▸ **PAGE EXCERPT**:
-- Start --

Higgs said that he did hear Roberts and Gleen yelling back and forth, but that Roberts never confessed to the crime.

The defense also presented a video of the jail unit showing that Gleen’s cell was actually about 100 feet away from Roberts’s cell. At the hearing, Roberts’s trial attorney conceded that he was unprepared for Gleen’s testimony and had no evidence to rebut his claim that Roberts had confessed.

The defense also presented witnesses who said that Whitehead told numerous people that he and his father had committed the crime.

In February 2004, the court granted the motion for new trial and vacated Roberts’s convictions. The judge ruled that Roberts’s trial attorney had provided an inadequate legal defense by failing to ask for a mistrial over the jury’s question about who was on trial and by failing to present the evidence that undercut Gleen’s testimony. Roberts was released on bond.

-- End --

▸ **WHAT IS ASKED**:
1. List every person the excerpt about Roberts's case names by surname.
2. In the excerpt about Roberts's case, how far was Gleen's cell from Roberts's cell, according to the jail video?
3. Return the stretch of the excerpt about Roberts's case from "Higgs said that" through "Roberts had confessed.", copied word for word.

▸ **GIVEN INFORMATION**:
-- Start --

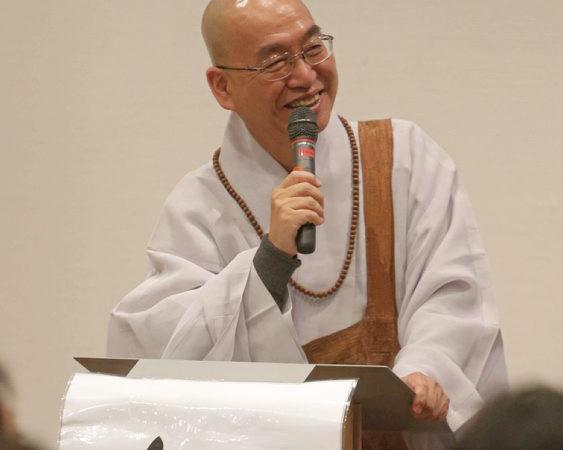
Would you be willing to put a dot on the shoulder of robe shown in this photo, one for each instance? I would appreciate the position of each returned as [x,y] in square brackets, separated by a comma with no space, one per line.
[414,149]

-- End --

▸ **IN RESPONSE**:
1. Higgs, Roberts, Gleen, Whitehead

2. About 100 feet.

3.
Higgs said that he did hear Roberts and Gleen yelling back and forth, but that Roberts never confessed to the crime.

The defense also presented a video of the jail unit showing that Gleen’s cell was actually about 100 feet away from Roberts’s cell. At the hearing, Roberts’s trial attorney conceded that he was unprepared for Gleen’s testimony and had no evidence to rebut his claim that Roberts had confessed.